PROBLEMA A RESOLVER:
Renomeie "small white flower" para "white blossom" em todos os dados abaixo e reproduza-os sem nenhuma outra alteração, deixando as imagens de fora.

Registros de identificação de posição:
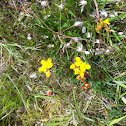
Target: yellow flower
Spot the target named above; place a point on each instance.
(48, 73)
(78, 63)
(98, 28)
(88, 66)
(42, 69)
(78, 59)
(106, 21)
(46, 65)
(72, 66)
(83, 66)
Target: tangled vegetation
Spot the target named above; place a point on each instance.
(81, 47)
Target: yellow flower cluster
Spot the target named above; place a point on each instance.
(79, 67)
(46, 65)
(103, 24)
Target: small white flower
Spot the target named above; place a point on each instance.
(87, 52)
(78, 23)
(29, 37)
(84, 30)
(61, 6)
(82, 4)
(79, 48)
(50, 46)
(120, 33)
(44, 3)
(88, 35)
(33, 75)
(104, 13)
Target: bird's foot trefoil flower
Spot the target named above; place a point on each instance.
(46, 65)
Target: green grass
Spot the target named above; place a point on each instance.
(23, 100)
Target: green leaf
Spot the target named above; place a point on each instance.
(116, 120)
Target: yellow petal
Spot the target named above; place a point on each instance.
(72, 66)
(43, 62)
(49, 65)
(49, 60)
(48, 73)
(42, 69)
(78, 59)
(82, 74)
(88, 66)
(76, 71)
(83, 66)
(78, 63)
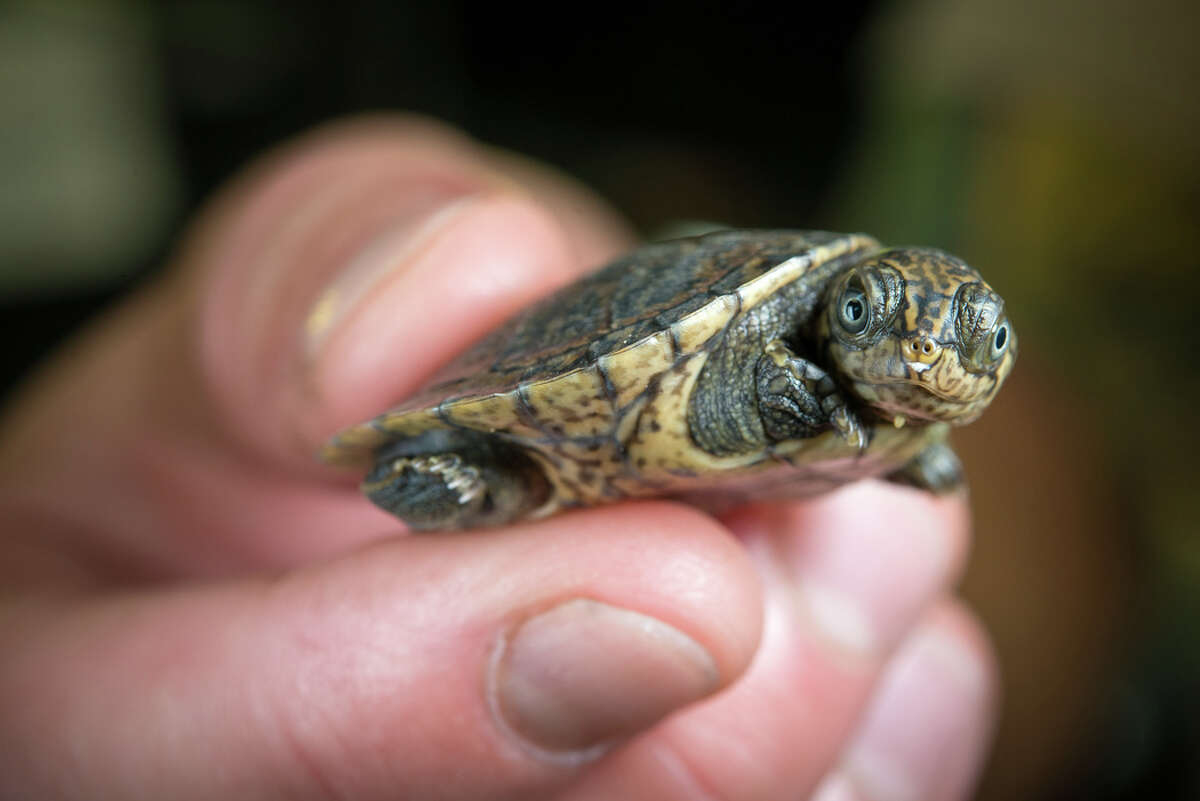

RESPOSTA AO EXERCÍCIO:
Target: yellow flower
Spot the target named above; place a point on each instance.
(48, 73)
(78, 63)
(98, 28)
(88, 66)
(42, 69)
(78, 59)
(106, 21)
(46, 65)
(72, 66)
(83, 66)
Target: tangled vegetation
Spot the target named above; place a point on each instance.
(81, 47)
Target: yellow flower cluster
Spot the target named above; place a point on each instance.
(79, 67)
(46, 65)
(103, 24)
Target: white blossom
Spot the target named above; place a point on each instance.
(87, 52)
(78, 23)
(29, 37)
(84, 30)
(61, 6)
(82, 4)
(79, 48)
(50, 46)
(120, 33)
(44, 3)
(88, 35)
(33, 75)
(104, 13)
Target: bird's foot trefoil flower
Spot the target named above; place a point on each instance.
(46, 65)
Target: green grass
Spot the target named above; place a point on each instance.
(23, 100)
Target: green leaf
Spot the target named above; place a point on each instance.
(116, 120)
Target: yellow petal
Spot the target named above; place a point on each instance.
(72, 66)
(43, 62)
(49, 65)
(49, 60)
(48, 73)
(42, 69)
(78, 59)
(82, 74)
(88, 66)
(76, 71)
(83, 66)
(78, 63)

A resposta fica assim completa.